▶ _Exercise_: Recast the entries as a numbered list with blank lines omitted, starting at the line that contains "of the sunroom" and ending at the last line of the entries.

════════════════

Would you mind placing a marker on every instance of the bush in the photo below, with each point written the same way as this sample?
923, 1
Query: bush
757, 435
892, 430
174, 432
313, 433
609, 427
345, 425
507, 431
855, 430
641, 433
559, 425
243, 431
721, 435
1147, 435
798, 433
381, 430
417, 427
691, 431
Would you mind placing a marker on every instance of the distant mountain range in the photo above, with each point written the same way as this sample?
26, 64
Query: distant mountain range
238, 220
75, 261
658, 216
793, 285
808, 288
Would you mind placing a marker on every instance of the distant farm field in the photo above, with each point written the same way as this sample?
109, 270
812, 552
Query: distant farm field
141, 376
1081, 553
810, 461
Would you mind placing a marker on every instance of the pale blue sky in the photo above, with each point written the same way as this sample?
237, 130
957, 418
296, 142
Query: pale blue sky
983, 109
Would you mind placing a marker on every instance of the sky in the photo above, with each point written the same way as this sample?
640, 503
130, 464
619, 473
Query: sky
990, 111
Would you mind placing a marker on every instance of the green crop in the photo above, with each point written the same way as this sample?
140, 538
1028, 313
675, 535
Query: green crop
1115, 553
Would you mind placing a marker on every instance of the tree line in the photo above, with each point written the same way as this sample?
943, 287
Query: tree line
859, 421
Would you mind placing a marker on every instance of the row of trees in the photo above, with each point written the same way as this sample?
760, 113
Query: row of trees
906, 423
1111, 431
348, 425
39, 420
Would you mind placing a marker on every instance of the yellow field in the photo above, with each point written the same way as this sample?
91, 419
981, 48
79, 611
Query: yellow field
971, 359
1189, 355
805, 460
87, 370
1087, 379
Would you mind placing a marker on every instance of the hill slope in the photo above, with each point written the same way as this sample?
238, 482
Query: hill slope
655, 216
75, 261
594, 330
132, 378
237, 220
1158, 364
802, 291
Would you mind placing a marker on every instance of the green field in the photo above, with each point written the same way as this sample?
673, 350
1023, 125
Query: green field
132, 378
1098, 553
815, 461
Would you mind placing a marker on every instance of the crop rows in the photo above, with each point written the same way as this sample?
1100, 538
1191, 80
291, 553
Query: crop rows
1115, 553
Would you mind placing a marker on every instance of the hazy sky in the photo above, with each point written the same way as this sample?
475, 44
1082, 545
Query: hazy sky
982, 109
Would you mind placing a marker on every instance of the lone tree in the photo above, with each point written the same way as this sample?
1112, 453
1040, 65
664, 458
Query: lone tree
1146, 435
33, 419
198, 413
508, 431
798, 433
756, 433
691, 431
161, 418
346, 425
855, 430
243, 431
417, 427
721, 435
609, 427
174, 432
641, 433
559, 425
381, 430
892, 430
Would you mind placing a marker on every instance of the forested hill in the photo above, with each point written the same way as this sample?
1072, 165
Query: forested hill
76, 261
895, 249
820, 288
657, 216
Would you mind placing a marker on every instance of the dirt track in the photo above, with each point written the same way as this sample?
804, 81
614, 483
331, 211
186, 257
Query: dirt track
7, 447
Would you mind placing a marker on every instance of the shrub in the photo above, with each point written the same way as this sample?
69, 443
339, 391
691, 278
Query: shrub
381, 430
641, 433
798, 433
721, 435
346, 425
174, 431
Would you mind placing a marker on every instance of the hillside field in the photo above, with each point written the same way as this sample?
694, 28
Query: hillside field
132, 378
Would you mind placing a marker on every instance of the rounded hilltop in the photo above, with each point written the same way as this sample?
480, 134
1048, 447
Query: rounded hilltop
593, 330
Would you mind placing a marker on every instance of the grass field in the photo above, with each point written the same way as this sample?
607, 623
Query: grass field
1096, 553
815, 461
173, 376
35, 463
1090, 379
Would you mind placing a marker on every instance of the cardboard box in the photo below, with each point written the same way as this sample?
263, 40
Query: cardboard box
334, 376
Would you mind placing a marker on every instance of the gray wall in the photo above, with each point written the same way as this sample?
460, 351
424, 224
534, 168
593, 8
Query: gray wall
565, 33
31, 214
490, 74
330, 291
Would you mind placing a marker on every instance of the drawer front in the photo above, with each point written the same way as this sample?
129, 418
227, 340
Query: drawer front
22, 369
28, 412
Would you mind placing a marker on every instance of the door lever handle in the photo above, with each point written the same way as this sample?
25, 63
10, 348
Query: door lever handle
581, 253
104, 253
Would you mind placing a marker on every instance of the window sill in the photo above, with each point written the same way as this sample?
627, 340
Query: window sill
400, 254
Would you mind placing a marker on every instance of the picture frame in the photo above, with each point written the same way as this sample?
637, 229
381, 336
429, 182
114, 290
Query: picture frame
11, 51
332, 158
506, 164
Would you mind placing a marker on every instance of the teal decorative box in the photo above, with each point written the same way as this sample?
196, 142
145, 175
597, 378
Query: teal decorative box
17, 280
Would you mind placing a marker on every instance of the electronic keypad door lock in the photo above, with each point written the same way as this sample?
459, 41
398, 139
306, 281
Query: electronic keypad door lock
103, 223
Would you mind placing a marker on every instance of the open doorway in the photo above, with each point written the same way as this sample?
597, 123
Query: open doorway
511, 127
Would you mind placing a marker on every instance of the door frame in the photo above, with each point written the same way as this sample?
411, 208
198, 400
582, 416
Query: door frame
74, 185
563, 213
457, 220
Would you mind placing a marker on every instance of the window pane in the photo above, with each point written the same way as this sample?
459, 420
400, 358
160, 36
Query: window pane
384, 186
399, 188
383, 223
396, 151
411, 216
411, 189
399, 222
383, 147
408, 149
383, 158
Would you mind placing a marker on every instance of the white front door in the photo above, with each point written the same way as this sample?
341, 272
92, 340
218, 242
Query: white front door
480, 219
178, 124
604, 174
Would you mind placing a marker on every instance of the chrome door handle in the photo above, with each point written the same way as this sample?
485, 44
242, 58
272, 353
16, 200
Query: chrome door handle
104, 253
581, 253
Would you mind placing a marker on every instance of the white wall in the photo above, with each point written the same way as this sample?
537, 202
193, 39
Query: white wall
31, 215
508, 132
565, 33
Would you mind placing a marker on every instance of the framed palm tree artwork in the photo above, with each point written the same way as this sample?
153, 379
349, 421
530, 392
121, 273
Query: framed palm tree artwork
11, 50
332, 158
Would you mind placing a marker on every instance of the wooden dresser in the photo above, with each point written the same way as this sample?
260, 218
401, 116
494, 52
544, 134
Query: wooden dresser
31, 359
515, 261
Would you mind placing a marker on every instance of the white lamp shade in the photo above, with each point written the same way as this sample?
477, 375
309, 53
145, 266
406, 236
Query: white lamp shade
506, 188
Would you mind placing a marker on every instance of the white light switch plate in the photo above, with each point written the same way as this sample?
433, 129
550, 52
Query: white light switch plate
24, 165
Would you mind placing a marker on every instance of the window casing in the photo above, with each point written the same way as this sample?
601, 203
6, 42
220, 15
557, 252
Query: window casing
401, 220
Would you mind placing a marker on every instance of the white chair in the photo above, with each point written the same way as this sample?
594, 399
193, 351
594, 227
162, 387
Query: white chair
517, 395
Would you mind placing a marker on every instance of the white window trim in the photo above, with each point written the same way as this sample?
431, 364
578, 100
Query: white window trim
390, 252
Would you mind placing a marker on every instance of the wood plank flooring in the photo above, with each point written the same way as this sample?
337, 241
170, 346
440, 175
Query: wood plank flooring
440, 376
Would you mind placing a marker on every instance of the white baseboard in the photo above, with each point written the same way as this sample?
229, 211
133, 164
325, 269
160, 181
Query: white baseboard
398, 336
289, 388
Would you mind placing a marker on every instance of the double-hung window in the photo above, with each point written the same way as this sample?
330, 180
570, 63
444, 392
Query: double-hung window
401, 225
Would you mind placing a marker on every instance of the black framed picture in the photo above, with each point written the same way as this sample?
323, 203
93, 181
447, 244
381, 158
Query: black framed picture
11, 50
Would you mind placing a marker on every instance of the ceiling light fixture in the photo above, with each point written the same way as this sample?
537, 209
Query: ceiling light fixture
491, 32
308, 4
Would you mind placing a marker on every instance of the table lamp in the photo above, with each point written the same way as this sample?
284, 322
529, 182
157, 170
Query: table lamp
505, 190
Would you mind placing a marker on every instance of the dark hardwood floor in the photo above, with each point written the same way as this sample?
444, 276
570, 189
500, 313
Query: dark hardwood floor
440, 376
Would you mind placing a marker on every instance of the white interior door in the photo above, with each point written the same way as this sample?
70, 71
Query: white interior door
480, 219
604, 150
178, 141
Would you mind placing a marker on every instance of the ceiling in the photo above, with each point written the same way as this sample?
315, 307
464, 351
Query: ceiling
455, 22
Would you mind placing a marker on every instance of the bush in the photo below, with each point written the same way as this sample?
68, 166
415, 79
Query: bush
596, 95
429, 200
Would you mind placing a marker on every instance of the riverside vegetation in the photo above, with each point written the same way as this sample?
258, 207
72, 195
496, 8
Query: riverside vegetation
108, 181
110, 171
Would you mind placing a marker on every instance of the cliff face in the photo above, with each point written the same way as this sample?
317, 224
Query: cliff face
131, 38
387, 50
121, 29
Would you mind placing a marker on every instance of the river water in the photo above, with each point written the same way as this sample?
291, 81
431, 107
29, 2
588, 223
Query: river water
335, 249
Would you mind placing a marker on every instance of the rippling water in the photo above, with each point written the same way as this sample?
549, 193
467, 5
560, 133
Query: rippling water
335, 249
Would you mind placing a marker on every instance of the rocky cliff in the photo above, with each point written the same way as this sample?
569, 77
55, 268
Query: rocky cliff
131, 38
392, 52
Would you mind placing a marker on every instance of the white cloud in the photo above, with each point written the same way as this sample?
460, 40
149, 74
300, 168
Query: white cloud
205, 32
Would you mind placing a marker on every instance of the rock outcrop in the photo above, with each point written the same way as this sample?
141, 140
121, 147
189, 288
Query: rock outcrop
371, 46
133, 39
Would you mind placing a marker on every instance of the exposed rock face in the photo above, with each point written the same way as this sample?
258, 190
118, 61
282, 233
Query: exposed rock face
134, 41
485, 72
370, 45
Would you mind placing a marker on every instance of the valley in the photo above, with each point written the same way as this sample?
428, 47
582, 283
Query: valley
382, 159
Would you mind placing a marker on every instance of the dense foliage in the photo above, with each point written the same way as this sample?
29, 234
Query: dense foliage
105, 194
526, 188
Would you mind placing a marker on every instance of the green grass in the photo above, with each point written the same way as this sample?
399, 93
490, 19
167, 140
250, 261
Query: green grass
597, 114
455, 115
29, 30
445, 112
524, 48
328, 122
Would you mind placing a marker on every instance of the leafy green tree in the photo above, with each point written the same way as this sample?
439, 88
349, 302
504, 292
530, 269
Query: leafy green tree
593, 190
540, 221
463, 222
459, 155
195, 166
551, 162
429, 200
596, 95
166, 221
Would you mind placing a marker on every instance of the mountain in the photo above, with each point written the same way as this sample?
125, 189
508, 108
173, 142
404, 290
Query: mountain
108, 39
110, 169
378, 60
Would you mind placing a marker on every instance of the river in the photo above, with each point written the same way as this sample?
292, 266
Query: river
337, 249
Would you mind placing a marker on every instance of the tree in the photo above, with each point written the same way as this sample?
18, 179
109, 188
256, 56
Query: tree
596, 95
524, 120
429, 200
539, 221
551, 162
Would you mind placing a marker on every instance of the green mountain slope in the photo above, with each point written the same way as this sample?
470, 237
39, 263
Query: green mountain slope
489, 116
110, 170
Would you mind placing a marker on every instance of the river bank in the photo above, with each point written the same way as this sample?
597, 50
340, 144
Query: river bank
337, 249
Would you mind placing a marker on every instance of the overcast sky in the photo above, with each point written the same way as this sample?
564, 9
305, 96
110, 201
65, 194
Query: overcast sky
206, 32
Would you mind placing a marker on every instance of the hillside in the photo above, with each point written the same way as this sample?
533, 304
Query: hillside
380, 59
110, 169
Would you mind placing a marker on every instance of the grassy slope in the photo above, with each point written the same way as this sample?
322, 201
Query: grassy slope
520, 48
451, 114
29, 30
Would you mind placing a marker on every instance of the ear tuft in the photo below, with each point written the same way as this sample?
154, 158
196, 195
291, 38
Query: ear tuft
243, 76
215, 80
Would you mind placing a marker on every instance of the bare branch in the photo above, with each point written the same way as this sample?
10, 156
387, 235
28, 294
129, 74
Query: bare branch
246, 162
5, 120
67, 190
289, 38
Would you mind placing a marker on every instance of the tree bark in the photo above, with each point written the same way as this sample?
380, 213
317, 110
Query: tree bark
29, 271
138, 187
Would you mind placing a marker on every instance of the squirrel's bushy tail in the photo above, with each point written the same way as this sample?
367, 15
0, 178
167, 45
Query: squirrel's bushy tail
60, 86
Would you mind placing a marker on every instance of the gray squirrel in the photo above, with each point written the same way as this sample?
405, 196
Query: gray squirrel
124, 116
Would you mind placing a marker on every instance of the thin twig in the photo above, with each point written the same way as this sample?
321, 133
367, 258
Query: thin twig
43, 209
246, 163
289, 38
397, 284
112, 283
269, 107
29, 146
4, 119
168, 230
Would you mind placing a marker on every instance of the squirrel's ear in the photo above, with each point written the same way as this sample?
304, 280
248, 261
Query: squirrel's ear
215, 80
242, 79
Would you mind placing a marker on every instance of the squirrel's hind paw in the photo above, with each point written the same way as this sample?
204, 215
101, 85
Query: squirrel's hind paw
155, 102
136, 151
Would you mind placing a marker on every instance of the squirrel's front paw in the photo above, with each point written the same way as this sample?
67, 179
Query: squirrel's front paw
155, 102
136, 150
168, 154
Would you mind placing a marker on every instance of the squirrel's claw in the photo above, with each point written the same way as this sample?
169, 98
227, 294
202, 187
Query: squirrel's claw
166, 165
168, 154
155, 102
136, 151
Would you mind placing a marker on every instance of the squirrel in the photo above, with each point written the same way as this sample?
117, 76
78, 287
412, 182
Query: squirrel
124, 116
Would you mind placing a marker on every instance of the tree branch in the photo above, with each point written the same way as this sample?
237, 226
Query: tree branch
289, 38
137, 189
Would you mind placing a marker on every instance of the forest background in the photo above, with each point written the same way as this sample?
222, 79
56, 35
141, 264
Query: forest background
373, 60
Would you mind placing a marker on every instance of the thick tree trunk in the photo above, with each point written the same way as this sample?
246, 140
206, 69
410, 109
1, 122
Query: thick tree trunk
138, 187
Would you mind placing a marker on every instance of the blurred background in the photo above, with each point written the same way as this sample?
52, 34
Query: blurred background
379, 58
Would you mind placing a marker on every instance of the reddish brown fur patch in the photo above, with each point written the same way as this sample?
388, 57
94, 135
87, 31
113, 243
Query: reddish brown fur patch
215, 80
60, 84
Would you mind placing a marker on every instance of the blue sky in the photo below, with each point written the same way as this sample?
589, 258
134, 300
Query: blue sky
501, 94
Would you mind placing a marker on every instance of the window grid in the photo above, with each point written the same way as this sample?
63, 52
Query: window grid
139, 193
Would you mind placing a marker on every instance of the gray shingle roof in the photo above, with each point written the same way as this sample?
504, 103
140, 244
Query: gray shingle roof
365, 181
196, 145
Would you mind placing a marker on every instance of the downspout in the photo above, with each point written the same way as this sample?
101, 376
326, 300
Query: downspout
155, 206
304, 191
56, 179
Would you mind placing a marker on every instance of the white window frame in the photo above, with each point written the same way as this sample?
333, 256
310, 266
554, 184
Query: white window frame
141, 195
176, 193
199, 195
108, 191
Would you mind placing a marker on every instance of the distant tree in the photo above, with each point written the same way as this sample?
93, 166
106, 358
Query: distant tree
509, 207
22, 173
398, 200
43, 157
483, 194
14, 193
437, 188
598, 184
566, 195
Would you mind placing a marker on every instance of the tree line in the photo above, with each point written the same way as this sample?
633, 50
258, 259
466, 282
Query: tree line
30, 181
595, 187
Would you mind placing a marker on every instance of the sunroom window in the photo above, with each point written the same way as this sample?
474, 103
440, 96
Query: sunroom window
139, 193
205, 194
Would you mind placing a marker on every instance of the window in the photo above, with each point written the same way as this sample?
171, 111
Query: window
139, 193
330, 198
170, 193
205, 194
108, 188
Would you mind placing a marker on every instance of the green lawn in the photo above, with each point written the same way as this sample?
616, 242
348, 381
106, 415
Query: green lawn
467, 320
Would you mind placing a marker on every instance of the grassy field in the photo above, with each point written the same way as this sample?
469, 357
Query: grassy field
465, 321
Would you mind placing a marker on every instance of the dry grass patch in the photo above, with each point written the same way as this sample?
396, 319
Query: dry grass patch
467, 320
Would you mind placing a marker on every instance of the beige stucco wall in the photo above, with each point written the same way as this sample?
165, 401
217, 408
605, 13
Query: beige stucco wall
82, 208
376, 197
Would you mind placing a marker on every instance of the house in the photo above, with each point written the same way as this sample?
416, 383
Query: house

════════════════

▶ _Response to this task_:
1. Would you mind placing a marker on every instance of the sunroom window in the photo above, with each point written the same way as this sample?
2. 474, 103
3. 440, 96
4. Query: sunroom window
5. 139, 193
6. 205, 194
7. Would you mind placing a marker on every instance of the window in the photo above, with each point written the same way as this sample?
8. 171, 111
9. Query: window
10. 139, 193
11. 330, 198
12. 170, 193
13. 205, 194
14. 108, 188
15. Would you mind placing a marker on every instance of the green lawn in the photo above, with each point written the same way as this sample?
16. 616, 242
17. 348, 381
18. 106, 415
19. Query: green lawn
20. 467, 320
21. Would you mind placing a marker on every instance of the grassy field in the photo above, with each point written the same way as this sample?
22. 469, 357
23. Query: grassy field
24. 465, 321
25. Would you mind placing a marker on every instance of the dry grass patch in the photo above, with each point written the same way as this sample?
26. 396, 319
27. Query: dry grass patch
28. 467, 320
29. Would you mind placing a marker on every instance of the beige stucco wall in the photo above, with each point written the same way as this sample?
30. 165, 401
31. 217, 408
32. 605, 13
33. Query: beige stucco wall
34. 82, 208
35. 376, 197
36. Would you mind placing a marker on every instance of the house in the photo above, with each point written the same way as this sample?
37. 416, 383
38. Query: house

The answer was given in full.